--- begin Input material ---

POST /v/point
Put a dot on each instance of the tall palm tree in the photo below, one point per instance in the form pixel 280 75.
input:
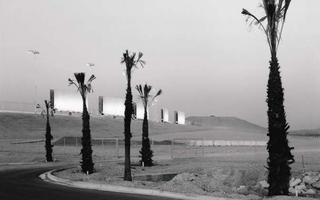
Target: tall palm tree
pixel 86 151
pixel 280 156
pixel 49 137
pixel 131 63
pixel 146 152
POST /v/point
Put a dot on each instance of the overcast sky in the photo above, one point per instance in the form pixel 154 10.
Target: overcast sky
pixel 201 53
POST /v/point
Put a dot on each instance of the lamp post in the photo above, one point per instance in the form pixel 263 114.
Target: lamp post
pixel 91 65
pixel 35 53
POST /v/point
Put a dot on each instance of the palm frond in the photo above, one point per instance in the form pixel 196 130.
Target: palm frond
pixel 141 62
pixel 92 77
pixel 139 89
pixel 286 7
pixel 157 94
pixel 80 77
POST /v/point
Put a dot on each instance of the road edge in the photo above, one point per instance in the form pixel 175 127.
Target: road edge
pixel 49 177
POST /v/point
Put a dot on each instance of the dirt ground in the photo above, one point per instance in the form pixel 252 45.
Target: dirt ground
pixel 231 172
pixel 233 177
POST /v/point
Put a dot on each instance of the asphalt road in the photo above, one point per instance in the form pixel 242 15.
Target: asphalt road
pixel 25 184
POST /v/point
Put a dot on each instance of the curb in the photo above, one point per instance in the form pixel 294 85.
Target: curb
pixel 47 176
pixel 21 163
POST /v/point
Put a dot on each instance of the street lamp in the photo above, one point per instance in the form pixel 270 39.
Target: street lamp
pixel 35 53
pixel 90 98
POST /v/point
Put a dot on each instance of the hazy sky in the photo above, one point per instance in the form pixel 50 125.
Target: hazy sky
pixel 201 53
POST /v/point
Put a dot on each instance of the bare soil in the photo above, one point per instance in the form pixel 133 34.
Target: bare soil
pixel 219 177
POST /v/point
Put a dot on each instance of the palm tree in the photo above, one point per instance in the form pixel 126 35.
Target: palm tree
pixel 86 151
pixel 280 156
pixel 49 137
pixel 146 152
pixel 131 63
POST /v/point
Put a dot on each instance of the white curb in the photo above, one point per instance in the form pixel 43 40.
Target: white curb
pixel 112 188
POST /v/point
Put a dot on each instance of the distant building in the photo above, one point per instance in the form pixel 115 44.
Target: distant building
pixel 164 115
pixel 179 117
pixel 67 101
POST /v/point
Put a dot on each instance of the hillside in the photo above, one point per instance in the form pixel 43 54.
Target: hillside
pixel 306 132
pixel 17 125
pixel 231 123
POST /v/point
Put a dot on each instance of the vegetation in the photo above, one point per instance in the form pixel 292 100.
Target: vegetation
pixel 49 136
pixel 146 152
pixel 131 63
pixel 280 156
pixel 86 151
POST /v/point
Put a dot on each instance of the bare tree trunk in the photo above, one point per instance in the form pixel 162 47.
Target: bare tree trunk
pixel 146 152
pixel 86 151
pixel 127 129
pixel 280 156
pixel 49 137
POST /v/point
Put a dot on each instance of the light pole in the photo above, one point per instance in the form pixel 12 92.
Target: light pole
pixel 35 53
pixel 91 65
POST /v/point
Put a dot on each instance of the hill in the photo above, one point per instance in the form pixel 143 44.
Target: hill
pixel 22 126
pixel 230 123
pixel 306 132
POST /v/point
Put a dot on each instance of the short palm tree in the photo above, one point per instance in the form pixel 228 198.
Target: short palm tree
pixel 280 156
pixel 49 136
pixel 131 62
pixel 86 151
pixel 146 152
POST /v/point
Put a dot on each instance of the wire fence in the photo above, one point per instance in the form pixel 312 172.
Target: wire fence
pixel 113 149
pixel 21 107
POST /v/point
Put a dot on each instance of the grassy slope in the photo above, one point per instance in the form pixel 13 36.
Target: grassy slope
pixel 14 125
pixel 231 123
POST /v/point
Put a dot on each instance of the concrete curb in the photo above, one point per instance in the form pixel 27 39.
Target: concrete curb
pixel 21 163
pixel 112 188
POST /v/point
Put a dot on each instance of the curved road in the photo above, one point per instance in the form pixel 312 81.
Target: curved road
pixel 25 184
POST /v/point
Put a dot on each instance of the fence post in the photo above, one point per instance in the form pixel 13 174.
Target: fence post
pixel 172 148
pixel 117 147
pixel 21 107
pixel 202 148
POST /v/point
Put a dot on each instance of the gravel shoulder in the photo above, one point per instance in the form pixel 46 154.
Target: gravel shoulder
pixel 203 176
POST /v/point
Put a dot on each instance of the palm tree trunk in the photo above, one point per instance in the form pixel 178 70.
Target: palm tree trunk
pixel 49 137
pixel 127 130
pixel 86 151
pixel 146 152
pixel 280 156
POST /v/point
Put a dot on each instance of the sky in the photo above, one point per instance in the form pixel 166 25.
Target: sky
pixel 201 53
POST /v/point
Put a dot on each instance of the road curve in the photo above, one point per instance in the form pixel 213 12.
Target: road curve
pixel 25 184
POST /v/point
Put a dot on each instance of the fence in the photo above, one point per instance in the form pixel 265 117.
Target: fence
pixel 10 106
pixel 68 148
pixel 110 147
pixel 175 148
pixel 198 147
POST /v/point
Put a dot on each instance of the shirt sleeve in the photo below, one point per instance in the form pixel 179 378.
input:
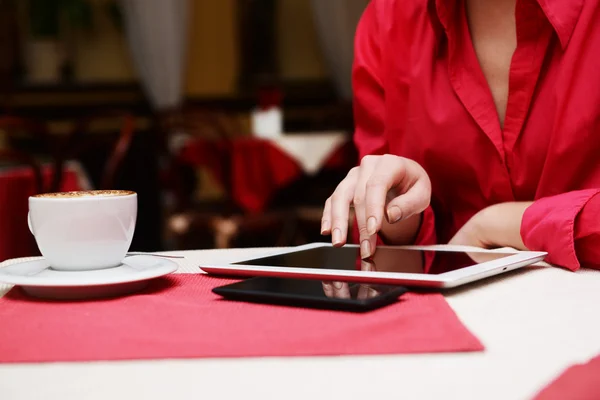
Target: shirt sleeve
pixel 567 227
pixel 369 105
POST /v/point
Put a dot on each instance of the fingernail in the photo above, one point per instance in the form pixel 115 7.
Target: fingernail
pixel 337 236
pixel 365 249
pixel 372 226
pixel 394 214
pixel 325 227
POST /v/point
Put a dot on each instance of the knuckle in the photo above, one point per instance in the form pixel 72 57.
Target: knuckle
pixel 390 158
pixel 376 182
pixel 358 200
pixel 368 160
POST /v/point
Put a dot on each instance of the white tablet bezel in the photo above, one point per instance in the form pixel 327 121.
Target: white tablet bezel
pixel 446 280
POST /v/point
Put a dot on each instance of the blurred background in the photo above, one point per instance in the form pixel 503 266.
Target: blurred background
pixel 231 119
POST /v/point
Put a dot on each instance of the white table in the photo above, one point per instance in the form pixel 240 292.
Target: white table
pixel 534 323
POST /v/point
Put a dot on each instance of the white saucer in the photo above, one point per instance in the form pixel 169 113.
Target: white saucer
pixel 38 279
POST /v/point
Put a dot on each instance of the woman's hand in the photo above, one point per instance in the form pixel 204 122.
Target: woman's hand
pixel 384 190
pixel 495 226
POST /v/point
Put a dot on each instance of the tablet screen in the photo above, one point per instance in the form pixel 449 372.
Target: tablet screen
pixel 386 259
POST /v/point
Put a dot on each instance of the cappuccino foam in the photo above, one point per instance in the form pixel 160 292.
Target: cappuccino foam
pixel 85 193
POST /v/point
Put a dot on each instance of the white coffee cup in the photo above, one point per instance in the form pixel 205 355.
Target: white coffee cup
pixel 79 231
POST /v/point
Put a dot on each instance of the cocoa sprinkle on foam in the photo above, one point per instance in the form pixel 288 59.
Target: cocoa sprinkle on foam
pixel 86 193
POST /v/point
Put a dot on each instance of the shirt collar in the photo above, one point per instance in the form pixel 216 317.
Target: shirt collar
pixel 562 15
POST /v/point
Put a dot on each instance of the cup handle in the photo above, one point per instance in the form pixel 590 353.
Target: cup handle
pixel 29 224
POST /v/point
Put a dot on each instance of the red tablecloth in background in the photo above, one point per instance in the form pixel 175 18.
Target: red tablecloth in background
pixel 252 169
pixel 16 185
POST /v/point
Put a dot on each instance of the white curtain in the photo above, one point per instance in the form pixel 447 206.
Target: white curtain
pixel 336 22
pixel 157 37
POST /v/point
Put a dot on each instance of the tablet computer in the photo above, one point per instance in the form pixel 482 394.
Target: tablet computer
pixel 424 266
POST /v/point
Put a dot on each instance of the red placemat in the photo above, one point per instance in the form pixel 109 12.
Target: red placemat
pixel 179 317
pixel 580 382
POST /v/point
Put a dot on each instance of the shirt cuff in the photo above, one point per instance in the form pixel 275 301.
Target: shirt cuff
pixel 549 225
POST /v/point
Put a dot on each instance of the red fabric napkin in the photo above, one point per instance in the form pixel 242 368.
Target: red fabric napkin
pixel 16 185
pixel 579 382
pixel 179 317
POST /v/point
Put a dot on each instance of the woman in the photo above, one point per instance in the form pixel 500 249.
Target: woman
pixel 478 123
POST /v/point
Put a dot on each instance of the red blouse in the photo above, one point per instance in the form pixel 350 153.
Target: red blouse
pixel 420 93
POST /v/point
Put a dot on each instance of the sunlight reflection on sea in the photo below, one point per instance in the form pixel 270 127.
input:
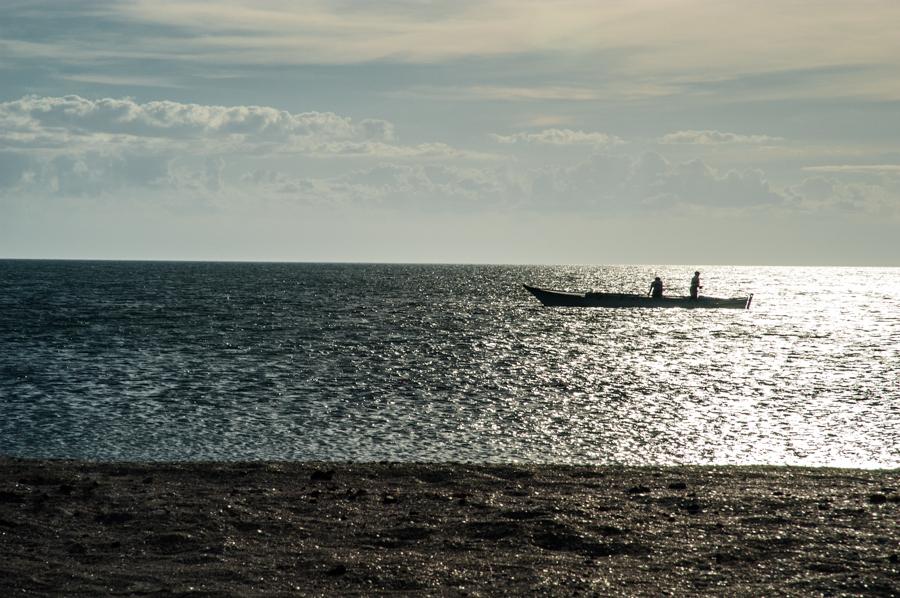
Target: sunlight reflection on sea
pixel 372 362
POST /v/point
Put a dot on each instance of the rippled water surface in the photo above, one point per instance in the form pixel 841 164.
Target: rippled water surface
pixel 108 360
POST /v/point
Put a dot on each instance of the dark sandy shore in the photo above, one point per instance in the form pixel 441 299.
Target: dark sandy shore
pixel 269 529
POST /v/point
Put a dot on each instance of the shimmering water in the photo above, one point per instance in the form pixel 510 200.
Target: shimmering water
pixel 190 361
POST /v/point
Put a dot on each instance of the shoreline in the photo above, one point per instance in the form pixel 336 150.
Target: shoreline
pixel 325 528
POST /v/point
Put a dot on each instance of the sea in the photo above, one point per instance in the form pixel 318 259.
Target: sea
pixel 197 361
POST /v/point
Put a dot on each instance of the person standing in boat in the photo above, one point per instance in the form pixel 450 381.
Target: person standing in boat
pixel 656 288
pixel 695 285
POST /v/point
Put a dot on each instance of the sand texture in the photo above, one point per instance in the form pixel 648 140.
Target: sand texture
pixel 286 529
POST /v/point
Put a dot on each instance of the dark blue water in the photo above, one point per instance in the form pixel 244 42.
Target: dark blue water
pixel 189 361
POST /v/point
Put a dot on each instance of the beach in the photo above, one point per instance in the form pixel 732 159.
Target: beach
pixel 74 528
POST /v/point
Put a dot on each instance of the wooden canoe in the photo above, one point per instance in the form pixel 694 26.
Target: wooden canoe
pixel 567 299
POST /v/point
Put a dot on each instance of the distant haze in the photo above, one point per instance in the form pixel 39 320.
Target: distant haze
pixel 646 131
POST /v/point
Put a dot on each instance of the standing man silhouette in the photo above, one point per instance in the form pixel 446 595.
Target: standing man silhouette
pixel 695 285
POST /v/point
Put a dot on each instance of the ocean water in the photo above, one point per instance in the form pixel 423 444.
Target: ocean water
pixel 198 361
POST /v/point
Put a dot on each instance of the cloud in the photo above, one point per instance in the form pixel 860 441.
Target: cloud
pixel 709 137
pixel 559 137
pixel 78 147
pixel 73 123
pixel 821 194
pixel 77 116
pixel 650 182
pixel 856 168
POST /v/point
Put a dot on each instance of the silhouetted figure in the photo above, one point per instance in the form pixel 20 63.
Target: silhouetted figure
pixel 695 285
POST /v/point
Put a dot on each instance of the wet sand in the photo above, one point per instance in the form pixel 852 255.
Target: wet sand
pixel 286 529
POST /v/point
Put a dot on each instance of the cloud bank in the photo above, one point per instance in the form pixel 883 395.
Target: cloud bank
pixel 76 147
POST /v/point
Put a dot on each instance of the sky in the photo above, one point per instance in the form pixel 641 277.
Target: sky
pixel 464 131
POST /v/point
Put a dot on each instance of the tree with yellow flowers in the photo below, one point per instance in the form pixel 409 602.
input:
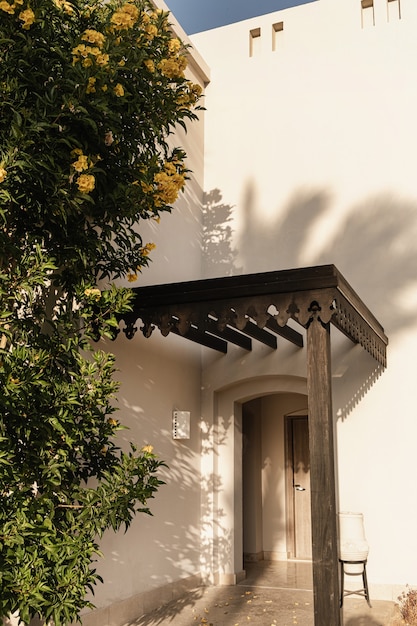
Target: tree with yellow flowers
pixel 90 92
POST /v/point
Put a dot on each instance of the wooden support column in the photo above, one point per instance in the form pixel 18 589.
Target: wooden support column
pixel 323 492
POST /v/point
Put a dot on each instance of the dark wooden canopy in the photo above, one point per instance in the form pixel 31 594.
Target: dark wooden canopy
pixel 240 309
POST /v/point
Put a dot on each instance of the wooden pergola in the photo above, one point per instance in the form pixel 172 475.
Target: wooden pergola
pixel 257 307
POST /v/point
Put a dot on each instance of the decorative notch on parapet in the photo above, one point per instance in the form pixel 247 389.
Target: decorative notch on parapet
pixel 254 41
pixel 367 13
pixel 277 36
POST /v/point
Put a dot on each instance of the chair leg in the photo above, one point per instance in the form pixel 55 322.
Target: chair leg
pixel 365 585
pixel 342 583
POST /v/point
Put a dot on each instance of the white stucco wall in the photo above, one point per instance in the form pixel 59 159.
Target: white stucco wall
pixel 312 148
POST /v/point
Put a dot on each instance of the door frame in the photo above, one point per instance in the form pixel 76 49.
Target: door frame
pixel 289 481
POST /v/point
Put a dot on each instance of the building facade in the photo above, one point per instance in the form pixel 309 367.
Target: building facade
pixel 305 156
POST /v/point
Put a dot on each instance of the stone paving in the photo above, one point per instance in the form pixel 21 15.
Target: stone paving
pixel 273 594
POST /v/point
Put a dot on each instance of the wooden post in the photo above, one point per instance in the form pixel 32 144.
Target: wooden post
pixel 322 475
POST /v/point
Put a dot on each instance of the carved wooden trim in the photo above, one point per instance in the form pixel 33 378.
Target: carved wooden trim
pixel 231 306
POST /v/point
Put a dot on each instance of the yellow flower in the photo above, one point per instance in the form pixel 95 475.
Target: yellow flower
pixel 86 183
pixel 93 293
pixel 150 65
pixel 82 162
pixel 147 248
pixel 173 68
pixel 151 31
pixel 118 90
pixel 169 182
pixel 27 17
pixel 102 59
pixel 91 87
pixel 93 36
pixel 6 7
pixel 174 46
pixel 125 17
pixel 65 6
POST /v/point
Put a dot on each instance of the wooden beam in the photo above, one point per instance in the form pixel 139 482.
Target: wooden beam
pixel 203 338
pixel 287 332
pixel 260 334
pixel 228 334
pixel 323 490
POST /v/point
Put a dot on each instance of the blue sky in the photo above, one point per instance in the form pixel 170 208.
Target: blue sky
pixel 197 15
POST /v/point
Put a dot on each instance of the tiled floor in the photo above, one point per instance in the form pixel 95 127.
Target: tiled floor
pixel 272 594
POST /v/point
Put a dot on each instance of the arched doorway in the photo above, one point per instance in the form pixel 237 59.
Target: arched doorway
pixel 267 532
pixel 275 477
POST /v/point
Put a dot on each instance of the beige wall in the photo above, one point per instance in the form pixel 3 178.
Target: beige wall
pixel 312 150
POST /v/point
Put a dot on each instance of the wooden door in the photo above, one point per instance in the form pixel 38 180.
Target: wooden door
pixel 298 489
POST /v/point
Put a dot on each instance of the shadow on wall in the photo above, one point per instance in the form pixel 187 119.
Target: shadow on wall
pixel 219 258
pixel 182 542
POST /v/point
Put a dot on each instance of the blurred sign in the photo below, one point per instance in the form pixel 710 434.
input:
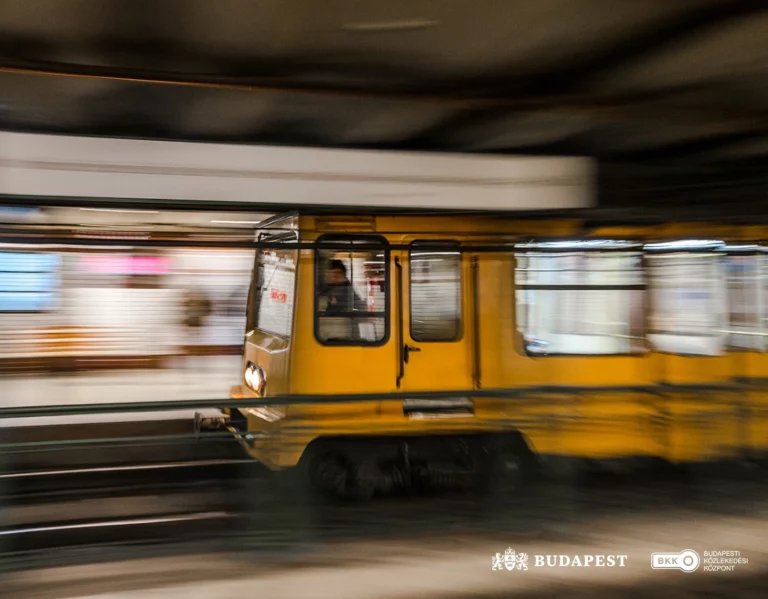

--- end Input material ---

# Problem requirements
Copy the lines above exactly, from the first line up to and including the line that contains "pixel 90 98". Leave the pictures out.

# Finished answer
POST /v/point
Put a dot on each instance of the tall palm tree in the photo below, one point per instance in the form pixel 280 75.
input:
Target: tall palm tree
pixel 86 151
pixel 280 156
pixel 49 137
pixel 131 63
pixel 146 152
POST /v/point
Put a dot on each instance of the overcast sky in the photo above, one point per instance in the form pixel 154 10.
Target: overcast sky
pixel 201 53
POST /v/point
Put a dot on each instance of the lamp post in the photo above, one point per instance in the form pixel 263 114.
Target: lamp post
pixel 91 65
pixel 35 53
POST /v/point
Put a dot on each instance of the palm frond in the photo above, one point per instance in the form pixel 196 130.
Target: palm frond
pixel 141 62
pixel 92 77
pixel 139 89
pixel 286 7
pixel 157 94
pixel 80 77
POST /v/point
Put a dot on each instance of the road edge in the photo above, one point per instance in the form pixel 175 127.
Target: road edge
pixel 49 177
POST /v/point
Put a dot on each instance of the dirt ground in the photo above, one point per instance in the form pixel 252 45.
Target: dirt ground
pixel 231 172
pixel 233 177
POST /v/point
Put a dot on each instance of the asphalt road in the photo above, one point per instance in the form pixel 242 15.
Target: asphalt road
pixel 25 184
POST /v/point
Put a dot on each instance of the curb in the photo above, one point per instance in the form pixel 294 85.
Target: curb
pixel 47 176
pixel 21 163
POST /v/point
Put a dot on each instance of the street lamp in the photo above, one point per instance in the form pixel 270 39.
Target: street lamp
pixel 35 53
pixel 90 98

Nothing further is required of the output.